== ФРАГМЕНТ ТЕКСТА ==

Сразу несколько изданий сообщили о том, что взяли у Людмилы Марковны последнее интервью. Разговоры были датированы февралем. Главный редактор радиостанции «Говорит Москва» Николай Яременко общался с Гурченко по телефону в двадцатых числах марта, за полторы недели до того, как случилась беда. Не исключено, что именно этот разговор действительно стал последним. Николай Николаевич рассказал, что актриса была настроена оптимистично: никакого уныния и огромное желание жить. И предоставил «Собеседнику» запись этого интервью.

– Что вас сейчас радует? На что вы смотрите с удоволь­ствием?

– На всё хорошее и талантливое я смотрю. Вот, например, «Дядю Ваню» Римаса Туминаса в Театре Вахтангова я посмотрела трижды, мне понравилось.

– Что такое для вас быть в рабочем состоянии?

– Рабочее состояние – это в любой момент, хоть ночью, хоть в пять утра: «мотор!» – и ты готов! И очень от многого отказываться.

– От чего, например?

– Отказываться от того, чтобы поздно ложиться спать, отказываться от всякого алкоголя, от всего, что мешает нормальному существованию. После съемки пойти куда-то – для меня на это уже давным-давно табу. После съемки я не имею права ни на что расходовать свои силы. Это очень важно: вовремя понять, когда надо свои силы копить, беречь для работы, а не для всего того, что происходит за кадром.

– Но это означает: себя все время держать…

– А иначе мы с вами уже не разговаривали бы!

– Но жизнь – она же транжирит вас…

– Конечно.

– Каждая новая съемка – это новый мир, в который вы погружаетесь?

– Да, это новый мир! Если хотите, это новая кожа, в которую надо влезть, свой организм туда, так сказать, вжить. Но еще труднее вылезать из этой кожи. Это болезнь, определенная болезнь. Я надолго ушла из эстрады, из всего этого веселого, понимаете? Играла «Пять вечеров» или «Двадцать дней без войны» – это рабочий поселок, какие-то картины на старых стенах… А возвращаешься – и здесь другая жизнь: нужно опять слушать музыку, опять смотреть на то, что модно, какие вещи сейчас можно носить, что я пропустила за это время.

===
== ИМЕЮЩИЕСЯ ДАННЫЕ ==

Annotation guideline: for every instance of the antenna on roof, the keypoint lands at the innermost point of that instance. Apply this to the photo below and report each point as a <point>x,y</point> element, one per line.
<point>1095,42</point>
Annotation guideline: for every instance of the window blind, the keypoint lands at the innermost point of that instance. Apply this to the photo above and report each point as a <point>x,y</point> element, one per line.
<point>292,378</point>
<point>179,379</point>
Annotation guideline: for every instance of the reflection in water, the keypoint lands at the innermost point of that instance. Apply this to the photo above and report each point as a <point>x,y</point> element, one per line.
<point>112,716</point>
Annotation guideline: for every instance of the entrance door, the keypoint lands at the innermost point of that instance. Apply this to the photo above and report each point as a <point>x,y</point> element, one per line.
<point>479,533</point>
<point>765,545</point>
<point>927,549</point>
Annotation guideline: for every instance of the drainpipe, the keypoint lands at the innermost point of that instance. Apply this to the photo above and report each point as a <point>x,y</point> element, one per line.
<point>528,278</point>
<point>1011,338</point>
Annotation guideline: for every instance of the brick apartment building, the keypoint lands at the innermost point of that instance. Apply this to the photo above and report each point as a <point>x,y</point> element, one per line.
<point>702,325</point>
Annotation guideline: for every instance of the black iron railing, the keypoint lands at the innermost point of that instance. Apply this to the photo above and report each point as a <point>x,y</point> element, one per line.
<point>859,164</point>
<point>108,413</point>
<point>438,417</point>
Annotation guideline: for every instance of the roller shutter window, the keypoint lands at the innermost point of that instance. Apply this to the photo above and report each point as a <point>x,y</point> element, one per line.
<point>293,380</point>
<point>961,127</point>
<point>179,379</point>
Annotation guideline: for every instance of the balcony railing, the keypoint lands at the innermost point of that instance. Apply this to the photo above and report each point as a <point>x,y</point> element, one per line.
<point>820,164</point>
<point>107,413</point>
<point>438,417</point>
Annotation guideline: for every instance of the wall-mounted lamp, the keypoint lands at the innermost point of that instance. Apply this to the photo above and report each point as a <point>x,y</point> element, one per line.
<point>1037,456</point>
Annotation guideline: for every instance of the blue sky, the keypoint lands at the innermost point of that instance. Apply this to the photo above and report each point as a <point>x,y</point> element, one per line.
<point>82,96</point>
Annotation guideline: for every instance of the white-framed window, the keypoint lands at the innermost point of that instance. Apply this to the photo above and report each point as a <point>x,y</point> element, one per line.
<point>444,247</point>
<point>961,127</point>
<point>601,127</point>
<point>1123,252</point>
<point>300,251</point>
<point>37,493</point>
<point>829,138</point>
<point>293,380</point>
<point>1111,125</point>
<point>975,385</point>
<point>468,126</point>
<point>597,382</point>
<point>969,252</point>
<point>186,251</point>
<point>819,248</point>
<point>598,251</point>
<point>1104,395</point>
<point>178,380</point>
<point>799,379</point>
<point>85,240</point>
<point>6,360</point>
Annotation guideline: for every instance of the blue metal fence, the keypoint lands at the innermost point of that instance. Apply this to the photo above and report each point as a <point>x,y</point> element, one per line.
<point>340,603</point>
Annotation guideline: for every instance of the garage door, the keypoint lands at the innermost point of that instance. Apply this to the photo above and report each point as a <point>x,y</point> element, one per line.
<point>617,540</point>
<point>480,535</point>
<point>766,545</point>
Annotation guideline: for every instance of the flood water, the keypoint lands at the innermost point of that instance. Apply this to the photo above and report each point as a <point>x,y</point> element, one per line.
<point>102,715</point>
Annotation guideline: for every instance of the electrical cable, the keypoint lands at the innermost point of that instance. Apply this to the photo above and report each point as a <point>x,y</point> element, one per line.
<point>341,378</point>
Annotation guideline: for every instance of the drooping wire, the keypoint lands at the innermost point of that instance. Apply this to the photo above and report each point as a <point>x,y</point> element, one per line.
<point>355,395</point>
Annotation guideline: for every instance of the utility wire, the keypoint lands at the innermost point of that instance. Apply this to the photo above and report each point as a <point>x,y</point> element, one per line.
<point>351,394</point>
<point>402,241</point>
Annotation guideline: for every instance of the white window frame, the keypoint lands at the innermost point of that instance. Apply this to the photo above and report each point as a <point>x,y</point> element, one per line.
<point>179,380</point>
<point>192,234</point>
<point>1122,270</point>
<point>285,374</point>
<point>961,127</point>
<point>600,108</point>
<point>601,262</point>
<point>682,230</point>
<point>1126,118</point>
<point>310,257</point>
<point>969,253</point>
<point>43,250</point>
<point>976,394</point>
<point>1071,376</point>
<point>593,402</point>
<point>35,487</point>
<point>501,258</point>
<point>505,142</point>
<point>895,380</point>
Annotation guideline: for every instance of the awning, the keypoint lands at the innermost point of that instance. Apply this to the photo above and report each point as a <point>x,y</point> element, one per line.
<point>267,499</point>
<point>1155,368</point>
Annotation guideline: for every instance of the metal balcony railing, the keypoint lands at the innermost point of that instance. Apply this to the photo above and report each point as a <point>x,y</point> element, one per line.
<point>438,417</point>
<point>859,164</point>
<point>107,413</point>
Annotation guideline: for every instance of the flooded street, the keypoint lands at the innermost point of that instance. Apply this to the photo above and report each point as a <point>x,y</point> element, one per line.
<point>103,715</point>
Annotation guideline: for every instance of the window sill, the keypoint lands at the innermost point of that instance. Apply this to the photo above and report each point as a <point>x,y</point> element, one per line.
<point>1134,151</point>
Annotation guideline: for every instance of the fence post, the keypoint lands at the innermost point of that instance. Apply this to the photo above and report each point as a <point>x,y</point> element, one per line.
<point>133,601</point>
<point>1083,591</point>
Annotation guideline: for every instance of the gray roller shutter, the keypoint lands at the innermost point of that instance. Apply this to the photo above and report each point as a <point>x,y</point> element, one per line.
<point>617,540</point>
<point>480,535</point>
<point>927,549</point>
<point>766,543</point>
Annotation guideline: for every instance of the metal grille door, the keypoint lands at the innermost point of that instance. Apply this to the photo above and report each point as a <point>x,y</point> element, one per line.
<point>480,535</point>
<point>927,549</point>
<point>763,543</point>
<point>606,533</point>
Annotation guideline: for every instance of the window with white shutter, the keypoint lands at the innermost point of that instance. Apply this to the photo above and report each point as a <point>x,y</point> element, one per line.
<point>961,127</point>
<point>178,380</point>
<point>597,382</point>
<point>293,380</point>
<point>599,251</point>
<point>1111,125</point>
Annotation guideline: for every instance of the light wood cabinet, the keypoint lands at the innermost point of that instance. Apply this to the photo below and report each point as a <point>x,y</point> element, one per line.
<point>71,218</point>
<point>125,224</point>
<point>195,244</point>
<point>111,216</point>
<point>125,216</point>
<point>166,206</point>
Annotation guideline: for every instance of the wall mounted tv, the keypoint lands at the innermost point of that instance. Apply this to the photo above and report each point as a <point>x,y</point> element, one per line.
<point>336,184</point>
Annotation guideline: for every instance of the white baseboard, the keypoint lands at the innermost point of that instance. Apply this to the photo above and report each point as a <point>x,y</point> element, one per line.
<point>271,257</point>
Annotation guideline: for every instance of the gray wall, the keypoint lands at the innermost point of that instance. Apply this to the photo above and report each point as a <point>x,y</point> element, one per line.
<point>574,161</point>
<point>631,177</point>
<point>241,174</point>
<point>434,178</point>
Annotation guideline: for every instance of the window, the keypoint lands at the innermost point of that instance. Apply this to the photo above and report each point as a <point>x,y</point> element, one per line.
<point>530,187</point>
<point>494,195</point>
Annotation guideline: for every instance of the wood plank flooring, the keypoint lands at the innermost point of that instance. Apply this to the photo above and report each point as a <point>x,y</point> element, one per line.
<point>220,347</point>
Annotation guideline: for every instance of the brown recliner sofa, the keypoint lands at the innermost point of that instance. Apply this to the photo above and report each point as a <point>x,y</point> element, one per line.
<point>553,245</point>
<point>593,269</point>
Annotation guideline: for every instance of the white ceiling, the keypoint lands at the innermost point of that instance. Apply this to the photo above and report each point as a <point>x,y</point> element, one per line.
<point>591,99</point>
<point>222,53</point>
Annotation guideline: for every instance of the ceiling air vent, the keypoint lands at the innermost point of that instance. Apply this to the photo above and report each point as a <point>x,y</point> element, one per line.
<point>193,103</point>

===

• _ЗАДАНИЕ A_:
Объясните по интервью с Гурченко, почему после съемки она никуда не ходит. Уложитесь в одно–три предложения.
• _ЗАДАНИЕ B_:
Продолжите интервью с Гурченко, начиная после ее слов о том, что она пропустила за это время.
Список здесь не понадобится.

• _ОТВЕТ A_:
После съемки Гурченко не считает себя вправе расходовать силы на что-либо еще. Для нее важно вовремя понять, когда силы нужно копить и беречь для работы, а не для того, что происходит за кадром.

• _ОТВЕТ B_:
– Скажите, вас предавали часто? Вы можете простить или нет?

– Нет, я не прощаю, я просто на дно души это сбрасываю, как ни в чем не бывало. Научилась лукавить.

– Вам легче?

– Понимаете, я уже привыкаю, просто живу своей жизнью, делаю свое дело, и зачем мне выяснять это всё? Зачем теребить силы свои попусту? Я знаю, что этот человек такой, а этот – такой, знаю, как надо с ними работать, как общаться или не общаться.

– Успех – это важно?

– Если ты собрался посвятить себя этой профессии, то, конечно, это важно. Я лично не верю, когда говорят: мне неважно, успешный я или не успешный, узнают или не узнают. Это неправда. Важно.

– Но успех – это ведь еще и такая тяжелая зависимость?

– Это уже совсем другая жизнь, она переворачивает все предыдущее, и ее или выдерживают, или не выдерживают. При хорошей голове, интуиции она может длиться долго, эта сложная жизнь. Но бывает, что все очень коротко.

– А как же продлить эту жизнь?

– Этому научиться очень трудно, у каждого свой организм, тут нет точных советов. Но слушать надо прежде всего себя. И главное – понимать, мое это или не мое. Если не мое, то не лезть туда и никогда не терять о себе реального представления.

– Вам удавалось это?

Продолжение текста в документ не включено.